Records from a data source
'''
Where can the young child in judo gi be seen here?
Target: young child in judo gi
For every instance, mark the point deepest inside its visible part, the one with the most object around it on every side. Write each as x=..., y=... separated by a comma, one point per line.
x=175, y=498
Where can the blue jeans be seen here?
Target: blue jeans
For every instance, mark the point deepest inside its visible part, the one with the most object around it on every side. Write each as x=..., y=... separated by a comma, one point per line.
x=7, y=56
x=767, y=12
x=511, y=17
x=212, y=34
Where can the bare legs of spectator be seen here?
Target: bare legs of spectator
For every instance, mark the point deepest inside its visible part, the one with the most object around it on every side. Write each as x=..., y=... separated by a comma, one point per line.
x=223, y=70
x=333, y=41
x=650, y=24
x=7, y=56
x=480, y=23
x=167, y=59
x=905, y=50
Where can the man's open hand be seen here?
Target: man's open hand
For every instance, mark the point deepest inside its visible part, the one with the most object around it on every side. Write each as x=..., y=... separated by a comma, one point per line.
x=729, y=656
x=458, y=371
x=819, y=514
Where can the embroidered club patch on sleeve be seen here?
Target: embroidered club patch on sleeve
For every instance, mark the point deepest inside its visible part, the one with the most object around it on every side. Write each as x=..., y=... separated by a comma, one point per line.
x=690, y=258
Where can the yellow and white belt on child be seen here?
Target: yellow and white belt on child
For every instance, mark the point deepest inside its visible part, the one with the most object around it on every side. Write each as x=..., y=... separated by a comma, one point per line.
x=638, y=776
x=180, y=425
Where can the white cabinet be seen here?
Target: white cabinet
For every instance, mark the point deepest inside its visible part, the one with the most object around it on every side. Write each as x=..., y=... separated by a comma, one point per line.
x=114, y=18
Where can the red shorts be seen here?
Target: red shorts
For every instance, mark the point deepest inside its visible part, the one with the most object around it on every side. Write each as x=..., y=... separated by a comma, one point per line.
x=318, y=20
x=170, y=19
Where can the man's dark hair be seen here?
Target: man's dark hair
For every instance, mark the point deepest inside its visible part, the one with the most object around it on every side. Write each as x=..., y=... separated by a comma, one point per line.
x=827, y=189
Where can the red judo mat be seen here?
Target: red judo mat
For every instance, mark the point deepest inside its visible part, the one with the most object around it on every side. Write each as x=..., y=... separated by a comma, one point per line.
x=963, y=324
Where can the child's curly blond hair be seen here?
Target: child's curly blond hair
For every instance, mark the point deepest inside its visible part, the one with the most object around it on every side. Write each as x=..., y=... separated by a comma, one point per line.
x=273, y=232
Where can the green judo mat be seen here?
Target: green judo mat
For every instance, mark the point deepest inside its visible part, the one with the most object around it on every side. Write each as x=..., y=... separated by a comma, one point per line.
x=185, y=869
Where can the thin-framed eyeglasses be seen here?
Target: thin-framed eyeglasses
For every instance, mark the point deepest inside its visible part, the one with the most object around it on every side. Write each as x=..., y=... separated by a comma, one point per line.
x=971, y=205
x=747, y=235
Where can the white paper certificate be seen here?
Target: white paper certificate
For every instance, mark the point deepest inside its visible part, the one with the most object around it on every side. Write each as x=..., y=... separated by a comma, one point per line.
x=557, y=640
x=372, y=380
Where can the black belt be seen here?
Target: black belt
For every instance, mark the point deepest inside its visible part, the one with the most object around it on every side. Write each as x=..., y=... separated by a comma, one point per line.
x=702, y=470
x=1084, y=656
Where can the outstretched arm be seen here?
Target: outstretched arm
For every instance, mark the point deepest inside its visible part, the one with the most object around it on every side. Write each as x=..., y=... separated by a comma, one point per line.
'''
- THE PROBLEM
Reproduce the lines above verbatim, from the first to the last.

- OUTPUT BELOW
Where can the young child in judo gi be seen here?
Target: young child in judo gi
For every instance, mark the point deepest inside its visible part, the one with the most object around it on every side. Write each as x=..., y=... separated by a comma, one point per line.
x=175, y=498
Where can the blue jeans be seen here?
Target: blue jeans
For every instance, mark the point deepest inside its visible part, the one with the most object around it on every side. Write each as x=..., y=... separated by a comma, one point per line.
x=7, y=56
x=767, y=12
x=511, y=17
x=212, y=34
Where can the bare legs of spectator be seen here?
Target: bare legs of spectator
For every instance, mark the point deepest inside its visible part, the one with the most object around it on every side. Write each as x=..., y=... separated by a comma, one point per line.
x=223, y=70
x=333, y=41
x=650, y=24
x=7, y=56
x=480, y=23
x=167, y=59
x=905, y=50
Where can the man's open hand be seen here?
Target: man's open hand
For every instance, mark the point deepest inside its visible part, the one with the most object around it on every side. Write each as x=..., y=... separated by a comma, one point per line.
x=729, y=656
x=458, y=371
x=819, y=514
Where can the embroidered club patch on sleeve be seen here?
Target: embroidered club patch on sleeve
For every instance, mark the point deepest inside its visible part, the one with the most object around it on every side. Write each as x=..., y=... separated by a comma, one point per line.
x=690, y=258
Where can the yellow and white belt on child be seen here?
Target: yellow and white belt on child
For every instance, mark the point deepest inside its visible part, the one with the most object around it on every side. Write each as x=..., y=... separated by a comma, one point per line.
x=638, y=776
x=180, y=425
Where can the white cabinet be seen here?
Target: white cabinet
For every instance, mark the point deepest inside its visible part, the one with the most object around it on every side. Write each as x=..., y=... separated by a comma, one point per line.
x=114, y=18
Where can the red shorts be seen here?
Target: red shorts
For every instance, mark the point deepest inside its visible part, the one with the most object around it on every side. Write each as x=..., y=... separated by a comma, one point per line.
x=318, y=20
x=170, y=19
Where can the man's dark hair be seen here?
Target: man's dark hair
For every instance, mark the point deepest inside its visible part, the one with the most object around it on every side. Write each as x=..., y=... separated by a comma, one point per line.
x=827, y=189
Where can the red judo mat be seen here?
Target: red judo mat
For every instance, mark the point deepest inside its visible part, the one with the most object around it on every side. Write each as x=..., y=... separated by a comma, one point per line.
x=963, y=324
Where can the child's curly blond hair be seen here?
Target: child's curly blond hair
For every instance, mark the point deepest inside its visible part, the one with the most object around it on every side. Write each as x=..., y=... separated by a comma, one point per line.
x=273, y=232
Where can the green judo mat be seen here?
Target: green judo mat
For every instance, mark the point deepest inside its visible part, the one with the most object around it on every side. Write each as x=..., y=... separated by a comma, one point per line.
x=185, y=869
Where can the thin-framed eyeglasses be seen here?
Target: thin-framed eyeglasses
For every instance, mark the point deepest inside its visible part, the one with the most object around it on every side. Write each as x=..., y=... separated by a comma, one point per line.
x=971, y=205
x=747, y=235
Where can the white paper certificate be seen here?
Target: white paper certificate
For every instance, mark the point deepest inside its visible part, the one with the most object around it on every side. Write each as x=..., y=... separated by a comma, one point per line.
x=557, y=640
x=372, y=380
Where can the black belt be seen here?
Target: black belt
For every instance, mark the point deepest inside its visible part, the one with the most object around it on every side. Write each as x=..., y=... separated by a comma, one point per line.
x=702, y=470
x=1084, y=656
Where can the outstretched arm be seen here?
Target: outstretched arm
For every instance, mark the point deepest inside its visible part, the one with the most object around it on every side. Write each as x=..., y=... separated by a comma, one point per line.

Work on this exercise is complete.